WHAT YOU ARE ASKED TO DO
In the Day 6 meditation journal entry, what rule were participants given from day one about sitting?

PROVIDED PASSAGE

%%

DAY 6: LESSONS IN PATIENCE AND PRESENCE

Day 6

20 December 2025


The day moved slowly, almost as if time itself had taken a deep breath and paused. 


I could barely remember what day it was, or even the hours, except for the gongs: wake-up, assembly, breakfast, lunch, tea and the continuous rhythm of meditation. 


The hours of sitting left fingers and legs numb. Some days, I could not even feel my legs; a consequence of the rule we were told from day one: once seated, no movement. 😬


This morning, in my usual rush to fill my water bottle and get to the Dhamma Hall, darkness played a trick on me. I missed a step on the stairs. My knees hit hard, my water bottle tumbled down after me. Layers of clothes softened the blow, but there was still pain and a bruise forming. I quickly brushed myself off, whispered to my left knee to “behave”and carried on to breakfast. 🤣


Food remained the same and I ate less. My bowel movements had become a worry; difficult and painful at times. I even imagined being taken to a hospital in an ambulance, my Vipassana ending abruptly. Fear gripped me. I realized this was partly my own doing: drinking less water each day, avoiding the washroom at nights.

%%

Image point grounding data
%%

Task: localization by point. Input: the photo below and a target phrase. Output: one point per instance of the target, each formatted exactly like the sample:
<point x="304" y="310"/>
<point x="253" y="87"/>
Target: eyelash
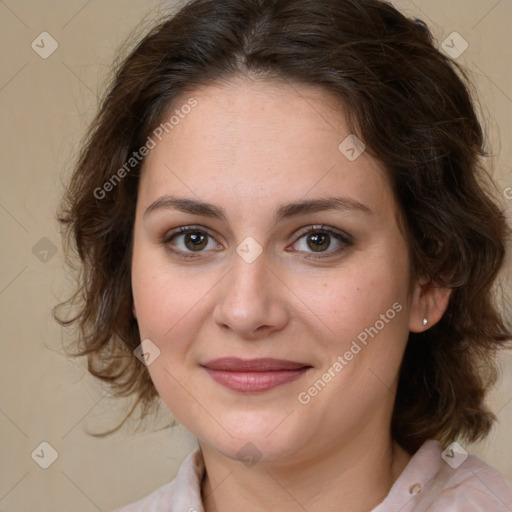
<point x="345" y="239"/>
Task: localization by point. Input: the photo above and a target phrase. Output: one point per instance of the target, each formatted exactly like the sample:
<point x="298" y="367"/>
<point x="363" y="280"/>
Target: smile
<point x="254" y="375"/>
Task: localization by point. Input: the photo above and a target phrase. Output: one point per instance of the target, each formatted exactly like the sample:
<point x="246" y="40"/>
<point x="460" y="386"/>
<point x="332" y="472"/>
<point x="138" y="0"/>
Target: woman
<point x="286" y="234"/>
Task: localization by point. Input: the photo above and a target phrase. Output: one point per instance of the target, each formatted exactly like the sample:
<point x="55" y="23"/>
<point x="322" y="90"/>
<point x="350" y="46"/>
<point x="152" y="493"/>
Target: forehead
<point x="263" y="142"/>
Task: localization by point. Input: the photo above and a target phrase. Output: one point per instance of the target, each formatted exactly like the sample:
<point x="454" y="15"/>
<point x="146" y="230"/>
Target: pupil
<point x="196" y="239"/>
<point x="320" y="241"/>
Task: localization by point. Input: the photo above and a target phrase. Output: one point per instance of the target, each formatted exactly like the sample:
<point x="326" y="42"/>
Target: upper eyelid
<point x="298" y="234"/>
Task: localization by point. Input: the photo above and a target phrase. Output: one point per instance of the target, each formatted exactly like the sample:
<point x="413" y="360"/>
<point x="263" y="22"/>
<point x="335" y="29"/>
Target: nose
<point x="251" y="302"/>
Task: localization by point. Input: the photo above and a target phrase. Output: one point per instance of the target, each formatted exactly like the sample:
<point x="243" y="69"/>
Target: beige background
<point x="46" y="105"/>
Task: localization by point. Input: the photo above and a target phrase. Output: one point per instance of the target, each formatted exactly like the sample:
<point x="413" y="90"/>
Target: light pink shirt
<point x="427" y="484"/>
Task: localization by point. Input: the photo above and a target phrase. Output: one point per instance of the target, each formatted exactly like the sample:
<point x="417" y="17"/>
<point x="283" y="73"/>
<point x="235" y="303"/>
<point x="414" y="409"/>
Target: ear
<point x="429" y="303"/>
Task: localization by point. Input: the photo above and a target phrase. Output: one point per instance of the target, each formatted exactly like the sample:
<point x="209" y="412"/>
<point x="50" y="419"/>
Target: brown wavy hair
<point x="413" y="108"/>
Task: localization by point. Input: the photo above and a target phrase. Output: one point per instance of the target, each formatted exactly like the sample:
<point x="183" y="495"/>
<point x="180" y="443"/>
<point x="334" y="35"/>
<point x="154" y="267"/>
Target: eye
<point x="322" y="241"/>
<point x="185" y="241"/>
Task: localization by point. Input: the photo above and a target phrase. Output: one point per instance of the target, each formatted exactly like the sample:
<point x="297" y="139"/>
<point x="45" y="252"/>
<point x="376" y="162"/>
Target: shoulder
<point x="448" y="480"/>
<point x="182" y="494"/>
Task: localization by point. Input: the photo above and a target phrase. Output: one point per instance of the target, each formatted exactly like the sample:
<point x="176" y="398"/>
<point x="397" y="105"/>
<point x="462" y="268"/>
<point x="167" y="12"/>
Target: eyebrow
<point x="284" y="212"/>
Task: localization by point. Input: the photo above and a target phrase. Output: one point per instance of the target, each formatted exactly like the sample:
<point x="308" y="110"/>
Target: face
<point x="270" y="274"/>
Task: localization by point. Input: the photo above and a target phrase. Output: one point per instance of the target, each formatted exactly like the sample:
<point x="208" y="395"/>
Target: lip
<point x="254" y="375"/>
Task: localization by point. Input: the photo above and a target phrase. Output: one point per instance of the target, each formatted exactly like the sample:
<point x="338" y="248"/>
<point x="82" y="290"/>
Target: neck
<point x="344" y="479"/>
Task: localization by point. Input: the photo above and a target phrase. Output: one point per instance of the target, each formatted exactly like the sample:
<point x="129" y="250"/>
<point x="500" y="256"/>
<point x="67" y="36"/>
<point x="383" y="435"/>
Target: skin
<point x="248" y="148"/>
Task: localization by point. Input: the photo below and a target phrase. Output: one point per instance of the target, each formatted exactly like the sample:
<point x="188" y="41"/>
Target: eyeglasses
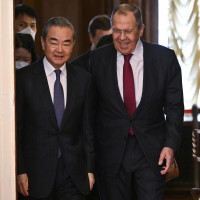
<point x="125" y="32"/>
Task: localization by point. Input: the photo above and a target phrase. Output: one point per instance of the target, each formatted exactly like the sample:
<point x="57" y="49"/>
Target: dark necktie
<point x="58" y="98"/>
<point x="129" y="88"/>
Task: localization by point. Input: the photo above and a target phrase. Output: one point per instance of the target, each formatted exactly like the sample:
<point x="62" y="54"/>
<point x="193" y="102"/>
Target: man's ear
<point x="42" y="43"/>
<point x="91" y="39"/>
<point x="142" y="29"/>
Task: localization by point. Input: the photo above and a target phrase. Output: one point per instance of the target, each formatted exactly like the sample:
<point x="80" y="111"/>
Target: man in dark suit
<point x="140" y="111"/>
<point x="98" y="27"/>
<point x="55" y="152"/>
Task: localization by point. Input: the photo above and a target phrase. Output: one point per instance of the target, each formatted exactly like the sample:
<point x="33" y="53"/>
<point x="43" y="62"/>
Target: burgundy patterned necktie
<point x="129" y="88"/>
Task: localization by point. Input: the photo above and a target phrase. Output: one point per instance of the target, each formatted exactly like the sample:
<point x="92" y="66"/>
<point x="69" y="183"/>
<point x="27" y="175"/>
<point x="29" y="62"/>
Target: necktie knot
<point x="127" y="57"/>
<point x="58" y="72"/>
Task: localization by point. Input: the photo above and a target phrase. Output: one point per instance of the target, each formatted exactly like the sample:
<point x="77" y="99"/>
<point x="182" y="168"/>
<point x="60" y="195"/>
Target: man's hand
<point x="168" y="155"/>
<point x="91" y="180"/>
<point x="22" y="184"/>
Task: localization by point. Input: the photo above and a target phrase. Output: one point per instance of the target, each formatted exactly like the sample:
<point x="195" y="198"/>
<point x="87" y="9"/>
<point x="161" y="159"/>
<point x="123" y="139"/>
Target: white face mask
<point x="28" y="30"/>
<point x="19" y="64"/>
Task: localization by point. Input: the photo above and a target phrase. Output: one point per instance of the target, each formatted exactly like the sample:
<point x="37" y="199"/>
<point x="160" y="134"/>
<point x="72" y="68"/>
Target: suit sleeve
<point x="19" y="115"/>
<point x="173" y="105"/>
<point x="88" y="126"/>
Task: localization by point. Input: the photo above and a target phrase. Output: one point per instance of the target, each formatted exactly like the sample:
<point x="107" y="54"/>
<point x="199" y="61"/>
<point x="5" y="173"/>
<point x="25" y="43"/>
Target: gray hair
<point x="57" y="21"/>
<point x="122" y="9"/>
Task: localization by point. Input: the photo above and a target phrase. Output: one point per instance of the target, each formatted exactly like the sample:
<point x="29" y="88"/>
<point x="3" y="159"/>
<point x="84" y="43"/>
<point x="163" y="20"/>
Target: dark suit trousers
<point x="135" y="178"/>
<point x="64" y="188"/>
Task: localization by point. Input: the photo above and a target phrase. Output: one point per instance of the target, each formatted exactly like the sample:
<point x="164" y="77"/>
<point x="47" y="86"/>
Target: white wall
<point x="7" y="103"/>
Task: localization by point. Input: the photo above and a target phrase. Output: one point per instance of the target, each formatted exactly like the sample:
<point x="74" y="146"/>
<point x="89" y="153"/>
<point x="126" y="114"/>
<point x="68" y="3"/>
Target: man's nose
<point x="60" y="48"/>
<point x="122" y="35"/>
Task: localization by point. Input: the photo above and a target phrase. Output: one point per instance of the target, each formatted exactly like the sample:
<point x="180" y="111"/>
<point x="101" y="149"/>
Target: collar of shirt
<point x="49" y="69"/>
<point x="138" y="52"/>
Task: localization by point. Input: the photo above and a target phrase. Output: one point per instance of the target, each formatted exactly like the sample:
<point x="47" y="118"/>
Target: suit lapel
<point x="71" y="84"/>
<point x="44" y="92"/>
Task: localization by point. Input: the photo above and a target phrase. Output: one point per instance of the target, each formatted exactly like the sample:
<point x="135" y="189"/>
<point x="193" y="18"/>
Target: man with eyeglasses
<point x="139" y="113"/>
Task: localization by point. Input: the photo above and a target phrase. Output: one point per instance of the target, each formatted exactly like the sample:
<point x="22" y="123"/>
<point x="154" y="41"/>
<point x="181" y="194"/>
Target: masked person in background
<point x="25" y="20"/>
<point x="25" y="53"/>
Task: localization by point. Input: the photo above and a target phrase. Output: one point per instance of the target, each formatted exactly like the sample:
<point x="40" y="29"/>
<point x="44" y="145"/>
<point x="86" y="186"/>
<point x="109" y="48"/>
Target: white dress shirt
<point x="136" y="62"/>
<point x="51" y="78"/>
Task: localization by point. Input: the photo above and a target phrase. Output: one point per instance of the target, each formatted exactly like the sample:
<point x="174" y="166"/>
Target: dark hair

%%

SOLUTION
Once seated, no movement.